BEGIN

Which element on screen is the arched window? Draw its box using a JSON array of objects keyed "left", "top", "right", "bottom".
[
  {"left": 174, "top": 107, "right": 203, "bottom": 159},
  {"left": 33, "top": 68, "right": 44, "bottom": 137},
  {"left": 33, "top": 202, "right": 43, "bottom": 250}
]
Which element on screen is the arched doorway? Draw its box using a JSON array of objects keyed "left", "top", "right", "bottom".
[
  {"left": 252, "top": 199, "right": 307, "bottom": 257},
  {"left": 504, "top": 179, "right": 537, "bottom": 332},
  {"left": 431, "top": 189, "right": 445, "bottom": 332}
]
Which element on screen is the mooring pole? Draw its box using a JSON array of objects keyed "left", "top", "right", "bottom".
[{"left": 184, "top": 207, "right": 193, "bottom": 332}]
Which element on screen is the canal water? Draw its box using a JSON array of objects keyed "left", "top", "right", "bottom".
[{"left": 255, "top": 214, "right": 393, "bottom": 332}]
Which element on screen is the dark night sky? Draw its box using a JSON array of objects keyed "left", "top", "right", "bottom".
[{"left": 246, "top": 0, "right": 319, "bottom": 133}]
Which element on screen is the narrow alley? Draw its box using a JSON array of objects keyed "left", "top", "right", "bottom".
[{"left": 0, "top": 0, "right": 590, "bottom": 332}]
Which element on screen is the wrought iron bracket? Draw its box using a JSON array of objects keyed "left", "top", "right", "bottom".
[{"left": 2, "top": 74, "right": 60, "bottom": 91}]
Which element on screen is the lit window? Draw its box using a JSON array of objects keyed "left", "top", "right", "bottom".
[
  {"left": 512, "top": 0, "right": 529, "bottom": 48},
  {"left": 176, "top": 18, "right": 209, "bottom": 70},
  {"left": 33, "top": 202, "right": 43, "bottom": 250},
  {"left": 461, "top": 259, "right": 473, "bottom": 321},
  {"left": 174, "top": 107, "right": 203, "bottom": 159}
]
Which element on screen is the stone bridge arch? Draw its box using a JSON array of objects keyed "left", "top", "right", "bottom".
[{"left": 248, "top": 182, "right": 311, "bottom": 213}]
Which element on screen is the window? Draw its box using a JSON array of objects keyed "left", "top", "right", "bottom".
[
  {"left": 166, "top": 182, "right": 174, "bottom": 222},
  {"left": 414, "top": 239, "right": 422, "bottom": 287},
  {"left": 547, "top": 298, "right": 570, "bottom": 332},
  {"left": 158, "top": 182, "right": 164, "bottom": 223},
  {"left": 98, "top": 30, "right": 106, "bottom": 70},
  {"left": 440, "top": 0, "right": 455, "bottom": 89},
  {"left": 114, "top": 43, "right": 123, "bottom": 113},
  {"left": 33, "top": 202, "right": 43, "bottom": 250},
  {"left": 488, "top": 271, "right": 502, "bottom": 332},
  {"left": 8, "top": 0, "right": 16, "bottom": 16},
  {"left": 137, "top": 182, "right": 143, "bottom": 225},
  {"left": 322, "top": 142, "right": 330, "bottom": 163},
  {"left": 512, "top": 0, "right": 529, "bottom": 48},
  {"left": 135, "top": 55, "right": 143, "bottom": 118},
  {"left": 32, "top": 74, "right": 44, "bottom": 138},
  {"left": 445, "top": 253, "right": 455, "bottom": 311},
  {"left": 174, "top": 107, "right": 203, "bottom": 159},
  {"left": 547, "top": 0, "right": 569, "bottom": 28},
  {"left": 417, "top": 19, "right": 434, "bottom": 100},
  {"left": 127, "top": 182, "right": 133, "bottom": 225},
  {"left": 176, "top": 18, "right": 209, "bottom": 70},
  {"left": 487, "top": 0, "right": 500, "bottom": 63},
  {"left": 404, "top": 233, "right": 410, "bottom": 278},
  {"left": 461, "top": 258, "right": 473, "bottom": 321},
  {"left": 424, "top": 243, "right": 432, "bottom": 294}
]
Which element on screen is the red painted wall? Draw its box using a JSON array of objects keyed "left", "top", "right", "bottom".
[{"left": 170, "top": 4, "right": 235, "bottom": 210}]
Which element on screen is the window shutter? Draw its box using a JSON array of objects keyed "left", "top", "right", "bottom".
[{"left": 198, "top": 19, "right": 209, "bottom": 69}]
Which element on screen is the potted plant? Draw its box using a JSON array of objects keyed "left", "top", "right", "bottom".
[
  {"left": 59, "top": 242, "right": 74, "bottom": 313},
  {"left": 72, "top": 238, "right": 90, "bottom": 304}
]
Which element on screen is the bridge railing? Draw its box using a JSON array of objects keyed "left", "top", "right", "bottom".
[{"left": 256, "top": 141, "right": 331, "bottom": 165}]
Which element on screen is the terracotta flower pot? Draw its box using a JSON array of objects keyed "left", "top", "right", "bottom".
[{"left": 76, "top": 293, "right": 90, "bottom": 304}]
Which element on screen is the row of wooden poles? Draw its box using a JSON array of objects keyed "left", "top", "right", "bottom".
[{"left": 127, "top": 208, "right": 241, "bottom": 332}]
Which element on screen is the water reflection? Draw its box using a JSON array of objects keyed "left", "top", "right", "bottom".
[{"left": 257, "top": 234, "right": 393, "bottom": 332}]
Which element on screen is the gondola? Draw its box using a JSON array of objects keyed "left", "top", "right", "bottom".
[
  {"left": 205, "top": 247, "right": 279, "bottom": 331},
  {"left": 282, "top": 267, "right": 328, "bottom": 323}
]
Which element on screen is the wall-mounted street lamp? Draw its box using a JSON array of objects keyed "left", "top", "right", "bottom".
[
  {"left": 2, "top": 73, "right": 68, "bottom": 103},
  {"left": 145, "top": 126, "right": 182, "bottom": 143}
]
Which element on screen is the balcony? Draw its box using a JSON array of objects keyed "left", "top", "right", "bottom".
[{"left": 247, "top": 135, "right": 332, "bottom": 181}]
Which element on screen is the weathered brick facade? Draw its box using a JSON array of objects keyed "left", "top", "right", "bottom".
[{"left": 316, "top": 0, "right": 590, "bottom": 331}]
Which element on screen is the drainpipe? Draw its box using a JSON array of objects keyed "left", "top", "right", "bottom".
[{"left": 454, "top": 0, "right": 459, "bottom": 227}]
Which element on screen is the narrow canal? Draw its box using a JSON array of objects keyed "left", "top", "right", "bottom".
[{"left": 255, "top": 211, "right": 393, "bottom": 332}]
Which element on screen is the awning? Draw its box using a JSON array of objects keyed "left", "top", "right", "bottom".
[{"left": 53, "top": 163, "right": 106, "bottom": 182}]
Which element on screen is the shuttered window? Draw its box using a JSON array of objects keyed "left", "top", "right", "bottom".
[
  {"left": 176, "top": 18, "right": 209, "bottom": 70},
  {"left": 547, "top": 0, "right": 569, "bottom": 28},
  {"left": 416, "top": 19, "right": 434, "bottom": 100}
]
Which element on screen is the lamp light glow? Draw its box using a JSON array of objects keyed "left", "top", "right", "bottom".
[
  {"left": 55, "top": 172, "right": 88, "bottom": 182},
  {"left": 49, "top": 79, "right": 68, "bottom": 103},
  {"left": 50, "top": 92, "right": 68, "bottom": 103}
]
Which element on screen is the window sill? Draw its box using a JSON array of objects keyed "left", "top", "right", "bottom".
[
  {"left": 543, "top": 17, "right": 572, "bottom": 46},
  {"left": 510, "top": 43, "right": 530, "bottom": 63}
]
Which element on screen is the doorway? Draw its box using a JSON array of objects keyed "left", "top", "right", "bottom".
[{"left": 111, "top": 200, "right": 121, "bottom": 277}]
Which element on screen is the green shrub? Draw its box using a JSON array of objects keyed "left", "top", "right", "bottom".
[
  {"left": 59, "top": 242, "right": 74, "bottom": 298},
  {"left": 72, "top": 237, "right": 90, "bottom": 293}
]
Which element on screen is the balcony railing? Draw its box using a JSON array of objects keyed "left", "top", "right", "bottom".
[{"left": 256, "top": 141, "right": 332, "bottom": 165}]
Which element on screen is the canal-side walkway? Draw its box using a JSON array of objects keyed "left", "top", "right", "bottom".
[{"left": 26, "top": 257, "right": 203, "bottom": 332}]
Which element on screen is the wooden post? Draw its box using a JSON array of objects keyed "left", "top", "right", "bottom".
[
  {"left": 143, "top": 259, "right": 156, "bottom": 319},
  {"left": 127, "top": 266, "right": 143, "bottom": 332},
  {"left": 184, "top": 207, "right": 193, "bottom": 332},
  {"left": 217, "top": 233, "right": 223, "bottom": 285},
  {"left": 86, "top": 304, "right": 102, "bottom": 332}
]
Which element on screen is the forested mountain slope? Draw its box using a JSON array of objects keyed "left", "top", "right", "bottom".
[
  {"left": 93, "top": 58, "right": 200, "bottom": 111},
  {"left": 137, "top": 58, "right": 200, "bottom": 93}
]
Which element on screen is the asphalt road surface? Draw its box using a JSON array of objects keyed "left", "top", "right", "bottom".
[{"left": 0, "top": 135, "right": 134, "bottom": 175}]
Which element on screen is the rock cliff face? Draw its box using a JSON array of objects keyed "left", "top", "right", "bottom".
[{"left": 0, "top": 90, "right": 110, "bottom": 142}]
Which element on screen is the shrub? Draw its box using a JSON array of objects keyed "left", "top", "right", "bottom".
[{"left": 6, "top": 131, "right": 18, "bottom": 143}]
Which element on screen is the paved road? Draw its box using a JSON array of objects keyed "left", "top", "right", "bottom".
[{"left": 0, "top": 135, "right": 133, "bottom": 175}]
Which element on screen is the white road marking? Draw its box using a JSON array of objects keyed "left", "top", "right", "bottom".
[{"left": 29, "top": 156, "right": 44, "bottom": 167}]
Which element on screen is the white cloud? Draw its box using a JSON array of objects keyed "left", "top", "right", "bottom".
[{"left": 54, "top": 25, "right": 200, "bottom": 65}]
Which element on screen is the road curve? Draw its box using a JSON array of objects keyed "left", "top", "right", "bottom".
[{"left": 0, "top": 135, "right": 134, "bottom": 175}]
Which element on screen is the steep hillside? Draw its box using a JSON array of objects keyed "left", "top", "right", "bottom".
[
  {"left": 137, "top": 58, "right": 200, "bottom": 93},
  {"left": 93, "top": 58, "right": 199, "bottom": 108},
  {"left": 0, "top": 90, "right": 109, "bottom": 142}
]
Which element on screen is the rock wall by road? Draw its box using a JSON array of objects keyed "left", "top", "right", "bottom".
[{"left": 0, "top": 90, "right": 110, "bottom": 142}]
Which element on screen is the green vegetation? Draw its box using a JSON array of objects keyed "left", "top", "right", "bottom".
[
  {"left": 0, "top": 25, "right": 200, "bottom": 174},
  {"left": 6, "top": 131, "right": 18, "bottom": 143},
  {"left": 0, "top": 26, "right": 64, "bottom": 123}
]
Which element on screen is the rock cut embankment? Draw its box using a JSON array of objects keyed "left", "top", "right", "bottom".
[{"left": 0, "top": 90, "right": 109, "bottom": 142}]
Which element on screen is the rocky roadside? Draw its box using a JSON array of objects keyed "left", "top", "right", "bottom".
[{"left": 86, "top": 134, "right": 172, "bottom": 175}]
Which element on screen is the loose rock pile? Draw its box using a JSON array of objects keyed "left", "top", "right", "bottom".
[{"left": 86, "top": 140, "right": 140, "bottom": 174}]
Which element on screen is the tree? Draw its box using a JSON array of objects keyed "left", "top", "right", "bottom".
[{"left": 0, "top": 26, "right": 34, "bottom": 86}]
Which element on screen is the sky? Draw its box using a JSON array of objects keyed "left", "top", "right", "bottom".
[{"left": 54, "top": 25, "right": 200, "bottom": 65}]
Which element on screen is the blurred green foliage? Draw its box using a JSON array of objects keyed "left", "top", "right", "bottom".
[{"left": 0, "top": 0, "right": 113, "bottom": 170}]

END

Copy out word for word the records above, from the line containing "Which element on screen is the blurred" through the end of the records.

## [Solution to the exercise]
Which element on screen is the blurred green foliage? Draw its box using a JSON array of objects keyed "left", "top", "right", "bottom".
[{"left": 0, "top": 0, "right": 113, "bottom": 170}]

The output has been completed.